___ Provided passage ___
This got me thinking about the things that help me live well. Few of them are the most expensive things I’ve ever bought. Some of them aren’t even actual purchases, sorry India, I know I’m letting the side down. Most of them, of course, are items of stationery. First amongst these, the King of Living Well, is envelopes. How often have I gone to get an envelope to send something important, like a complaint letter to the school, and only found one ratty square red envelope, its glue no longer tacky. Well, now I have a whole stack of envelopes, in C4, C5, C6 and the sad outsider DL. Get me knowing the official sizes. 

More must-haves: a proper sellotape dispenser so you don’t have to waste time finding the end; Pritt stick that hasn’t dried out (tricky, as Pritt dries out overnight, like a mayfly), non-perished rubber bands, pens that work; gloves paired up in a box near the front door; reading glasses in every room (not a massive expense, these things are cheaper than chips); zips that don’t stick. 

A brief survey revealed some other people’s essential ‘Living Well’ items to include swimming goggles for cutting onions (see photo, posed by model - by the way, I’m sparing you the lengthy debate that accompanied this suggestion, about how none of the other so-called tricks work); a penknife about one’s person, for all those cutting/mugging emergencies, and a homemade dispenser for a ball of string, or twine, as we call it in Lewes (the instructions for this involved a lemonade bottle and were rather complicated).
I’m going to write this up on a DL envelope as a proper list, and next time I’m passing India’s house - once the restraining order’s lifted - I’ll pop it through the letterbox. In my opinion she needs to focus less on Botox, and more on envelopes, if she’s really going to have a happy prime.
___
Complete the following ::
#1 Answer these questions from the essay on living well:
(a) Which envelope size does the writer call "the sad outsider"?
(b) What are swimming goggles used for in the survey results?
(c) What is string called in Lewes?
#2 Rewrite the part of the essay on living well that opens with "A brief survey" and closes with "were rather complicated).", putting "milk carton" where "lemonade bottle" now stands.
___ Excerpted data ___
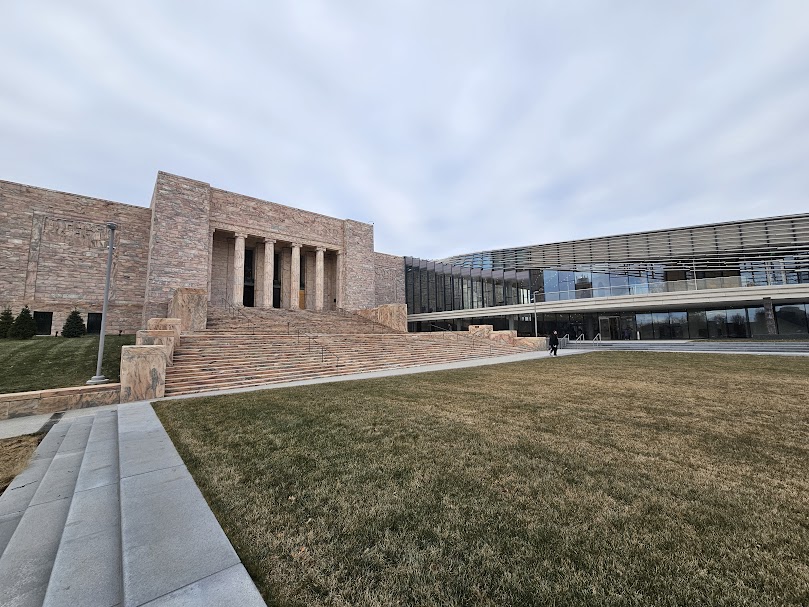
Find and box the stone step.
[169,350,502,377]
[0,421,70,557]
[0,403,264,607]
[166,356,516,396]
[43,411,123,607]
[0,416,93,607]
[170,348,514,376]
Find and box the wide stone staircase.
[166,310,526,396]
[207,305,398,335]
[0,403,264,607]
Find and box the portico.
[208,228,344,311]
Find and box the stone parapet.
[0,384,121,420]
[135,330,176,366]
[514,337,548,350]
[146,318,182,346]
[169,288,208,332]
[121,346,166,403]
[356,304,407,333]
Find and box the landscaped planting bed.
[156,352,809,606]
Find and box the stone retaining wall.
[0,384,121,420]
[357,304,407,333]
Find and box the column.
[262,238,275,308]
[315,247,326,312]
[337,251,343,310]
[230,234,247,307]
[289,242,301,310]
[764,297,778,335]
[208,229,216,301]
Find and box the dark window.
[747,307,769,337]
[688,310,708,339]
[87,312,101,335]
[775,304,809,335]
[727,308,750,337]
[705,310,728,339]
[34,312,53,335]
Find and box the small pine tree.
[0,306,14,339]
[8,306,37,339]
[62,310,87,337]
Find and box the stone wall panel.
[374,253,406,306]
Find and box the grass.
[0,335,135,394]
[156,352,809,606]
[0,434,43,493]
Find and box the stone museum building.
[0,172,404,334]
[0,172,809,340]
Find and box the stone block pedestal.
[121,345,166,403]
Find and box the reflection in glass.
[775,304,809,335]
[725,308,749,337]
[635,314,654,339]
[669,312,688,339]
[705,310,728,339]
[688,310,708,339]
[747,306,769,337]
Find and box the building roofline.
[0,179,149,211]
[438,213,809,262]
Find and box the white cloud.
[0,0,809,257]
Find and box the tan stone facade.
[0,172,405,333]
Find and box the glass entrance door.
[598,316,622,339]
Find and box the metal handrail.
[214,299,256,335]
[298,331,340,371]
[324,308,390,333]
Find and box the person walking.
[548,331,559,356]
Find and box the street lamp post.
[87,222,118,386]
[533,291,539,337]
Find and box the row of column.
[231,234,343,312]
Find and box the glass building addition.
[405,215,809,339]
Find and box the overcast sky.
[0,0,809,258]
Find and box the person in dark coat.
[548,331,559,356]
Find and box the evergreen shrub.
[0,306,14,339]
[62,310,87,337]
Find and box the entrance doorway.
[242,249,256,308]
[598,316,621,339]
___
Answers to the exercises ::
#1
(a) DL
(b) Cutting onions
(c) Twine

#2
A brief survey revealed some other people’s essential ‘Living Well’ items to include swimming goggles for cutting onions (see photo, posed by model - by the way, I’m sparing you the lengthy debate that accompanied this suggestion, about how none of the other so-called tricks work); a penknife about one’s person, for all those cutting/mugging emergencies, and a homemade dispenser for a ball of string, or twine, as we call it in Lewes (the instructions for this involved a milk carton and were rather complicated).